RECORDS SUPPLIED:
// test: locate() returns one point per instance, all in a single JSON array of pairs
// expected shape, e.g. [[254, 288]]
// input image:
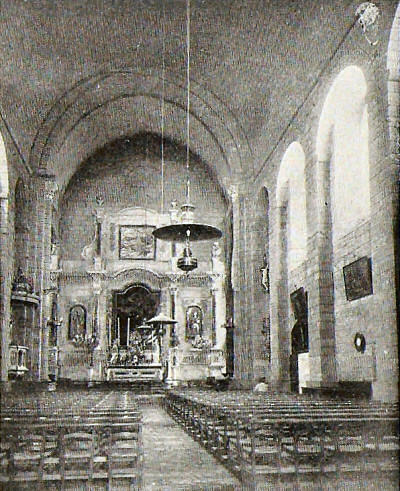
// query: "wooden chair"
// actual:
[[125, 458], [76, 453]]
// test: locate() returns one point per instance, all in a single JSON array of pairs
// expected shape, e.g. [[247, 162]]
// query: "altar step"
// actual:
[[153, 387]]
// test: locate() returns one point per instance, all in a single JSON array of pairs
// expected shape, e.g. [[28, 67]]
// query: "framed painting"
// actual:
[[77, 321], [194, 322], [358, 279], [136, 242]]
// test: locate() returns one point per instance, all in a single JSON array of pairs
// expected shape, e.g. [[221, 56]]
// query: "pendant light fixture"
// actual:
[[187, 229]]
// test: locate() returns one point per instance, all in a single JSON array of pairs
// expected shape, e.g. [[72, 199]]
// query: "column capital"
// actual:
[[50, 189]]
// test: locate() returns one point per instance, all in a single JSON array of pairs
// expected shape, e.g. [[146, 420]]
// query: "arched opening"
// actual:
[[5, 262], [343, 141], [343, 187], [291, 250], [261, 288], [131, 309]]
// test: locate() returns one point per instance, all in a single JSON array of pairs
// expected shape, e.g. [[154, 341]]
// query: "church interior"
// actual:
[[199, 244]]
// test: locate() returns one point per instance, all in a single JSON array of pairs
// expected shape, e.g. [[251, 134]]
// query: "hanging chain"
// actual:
[[188, 100], [162, 109]]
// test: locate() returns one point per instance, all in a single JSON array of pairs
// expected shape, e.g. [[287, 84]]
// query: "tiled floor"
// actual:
[[173, 461]]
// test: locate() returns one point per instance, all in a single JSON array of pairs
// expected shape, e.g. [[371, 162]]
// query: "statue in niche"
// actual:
[[77, 322], [194, 322], [216, 262], [174, 212], [216, 250]]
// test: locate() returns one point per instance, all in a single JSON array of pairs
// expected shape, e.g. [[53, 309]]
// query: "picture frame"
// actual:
[[358, 278], [136, 242]]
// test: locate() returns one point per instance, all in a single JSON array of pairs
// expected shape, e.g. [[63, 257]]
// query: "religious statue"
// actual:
[[194, 322], [114, 352], [77, 321], [174, 211]]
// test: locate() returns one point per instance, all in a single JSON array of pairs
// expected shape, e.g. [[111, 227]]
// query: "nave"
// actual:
[[197, 439]]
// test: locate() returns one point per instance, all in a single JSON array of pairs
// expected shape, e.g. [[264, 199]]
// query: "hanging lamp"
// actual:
[[187, 229]]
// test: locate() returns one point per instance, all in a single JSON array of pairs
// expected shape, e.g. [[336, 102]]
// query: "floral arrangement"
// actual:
[[201, 343]]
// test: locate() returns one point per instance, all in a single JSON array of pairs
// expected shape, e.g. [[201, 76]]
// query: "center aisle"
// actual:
[[173, 461]]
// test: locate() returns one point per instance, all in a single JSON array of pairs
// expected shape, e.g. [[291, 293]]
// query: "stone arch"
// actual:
[[124, 279], [342, 183], [135, 97], [21, 226], [5, 262], [342, 142]]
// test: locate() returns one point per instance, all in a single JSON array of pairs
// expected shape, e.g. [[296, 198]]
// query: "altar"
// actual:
[[140, 359]]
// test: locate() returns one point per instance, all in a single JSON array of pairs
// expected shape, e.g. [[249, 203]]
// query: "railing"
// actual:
[[196, 358]]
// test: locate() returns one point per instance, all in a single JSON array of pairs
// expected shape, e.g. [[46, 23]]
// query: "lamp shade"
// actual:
[[177, 232], [161, 319]]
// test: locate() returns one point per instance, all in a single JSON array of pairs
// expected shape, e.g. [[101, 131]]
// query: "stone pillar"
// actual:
[[47, 193], [219, 313], [280, 343], [173, 291], [5, 289], [321, 287], [243, 339], [99, 325]]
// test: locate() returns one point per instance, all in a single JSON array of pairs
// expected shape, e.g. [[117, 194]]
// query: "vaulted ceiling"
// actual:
[[80, 73]]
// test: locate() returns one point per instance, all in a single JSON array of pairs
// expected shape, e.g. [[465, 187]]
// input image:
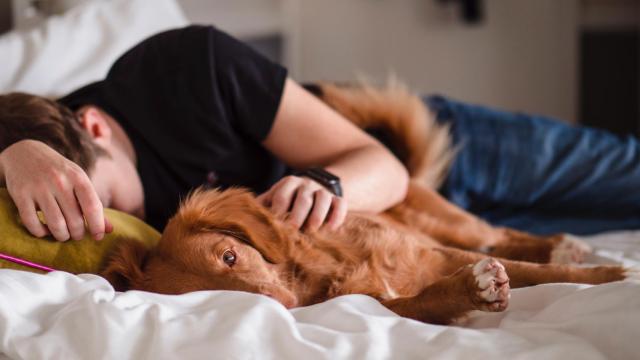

SHORT PROBLEM: Copy out every one of the rows above word for word, and leave out the pictures.

EXERCISE RESPONSE:
// test: locate() returns one point per instance, all in a single JSON array of pairs
// expected shape, e.g. [[254, 288]]
// input image:
// query: "wooden chair"
// actual:
[[125, 458], [76, 453]]
// test: locate() returns one point per instance, all in a single JSON array of pairs
// expected shape, e.g. [[247, 162]]
// query: "altar step"
// actual:
[[153, 387]]
// test: locate() returns one point per instance, all in a single JSON array of pairs
// expected shape, e.g. [[28, 67]]
// query: "framed painting"
// actual:
[[77, 321], [194, 322], [358, 279], [136, 242]]
// test: locate() returns one point per instance, all in a single JSON array of pairs
// expected shape, e.g. [[221, 56]]
// query: "pendant light fixture"
// actual:
[[187, 229]]
// test: locate() returns one point per instance, all in a single JSON array of pairs
// expected shape, e.g. [[72, 199]]
// query: "column capital"
// actual:
[[50, 189]]
// test: locate() returns one point per instance, all in a single JSON array of pairs
// expected shape, e.g. [[146, 420]]
// query: "arched opening"
// actual:
[[5, 262], [343, 141], [343, 187], [291, 250], [261, 288], [131, 309]]
// test: locate() returns one point per instance, all in a single JSON array of pairs
// expected shape, e.g. [[154, 341]]
// query: "church interior"
// actual:
[[199, 244]]
// test: locate() returns one point per instance, all in a single JSON array of pairs
// expected shape, e.g. [[251, 134]]
// query: "hanging chain"
// actual:
[[188, 100], [162, 109]]
// test: locate() returns one point per instance, all in a single JSON array of pairs
// expected shape, e.g. [[287, 84]]
// query: "tiled floor"
// actual:
[[173, 461]]
// test: locate() returns one point per instance, all in a single JSON array of pairs
// expected shape, e.g. [[371, 162]]
// query: "statue in niche"
// actual:
[[77, 322], [194, 322], [216, 262], [174, 212], [216, 250]]
// test: locate() returns one point per instance, all in a single JSON array of pairs
// expected shape, e.g. [[53, 309]]
// query: "picture frame"
// actual:
[[358, 278], [136, 242]]
// test: locate() returns one point per instance, all in a single JSON array of pairs
// expected shape, e.g. [[63, 257]]
// query: "religious statue"
// actual:
[[194, 322], [114, 352], [77, 321], [174, 211]]
// test: locate() returns one point per instance, all in a single JSON array of pairs
// expected shape, e.g. [[111, 227]]
// query: "nave"
// actual:
[[197, 439]]
// test: locate() returns one point per instance, all in a single JSON array of pairs
// expected shape, e.g. [[264, 199]]
// query: "hanging lamp"
// actual:
[[187, 229]]
// test: locate() returns one point per instance, all in a single JSON array of pairs
// expected shape, e.g. [[336, 102]]
// query: "floral arrangement"
// actual:
[[201, 343]]
// test: locate() returns one point per instance, all in a single JSON array of pairs
// expected shape, e.g. [[201, 76]]
// query: "center aisle"
// actual:
[[173, 461]]
// test: locate() returns one point per instance, all in a single JSON array of pairs
// expected shape, e.g. [[291, 293]]
// query: "stone arch"
// actual:
[[124, 279], [342, 183], [135, 97], [21, 226], [5, 262], [342, 142]]
// test: locate() returns one point per instance, all in a single JSON array of pairs
// expected shape, e.g. [[296, 198]]
// query: "altar"
// actual:
[[140, 359]]
// test: locate() returns one point per instance, all in a single JSON array of pairs
// expected shape, e.g. [[249, 203]]
// query: "railing"
// actual:
[[196, 358]]
// test: locate() returns one point per instance, all in a single JSON array of pairs
// expected shape, e.g. [[46, 23]]
// query: "lamp shade"
// actual:
[[177, 232], [161, 319]]
// test: locate() returns one point per instance, all in a single JSON array of pairs
// expected shape, e.g. [[101, 131]]
// query: "stone pillar"
// actual:
[[47, 193], [219, 313], [280, 343], [173, 291], [5, 289], [321, 287], [243, 339], [99, 325]]
// test: locate() returns one point per instance, all in a single JSON array of pairs
// expected shape, e.g. [[117, 194]]
// query: "vaulted ceiling"
// actual:
[[80, 73]]
// test: locate() returns one point per instance, all in a single JSON array of pairs
// expected shape, e.g. [[465, 187]]
// input image:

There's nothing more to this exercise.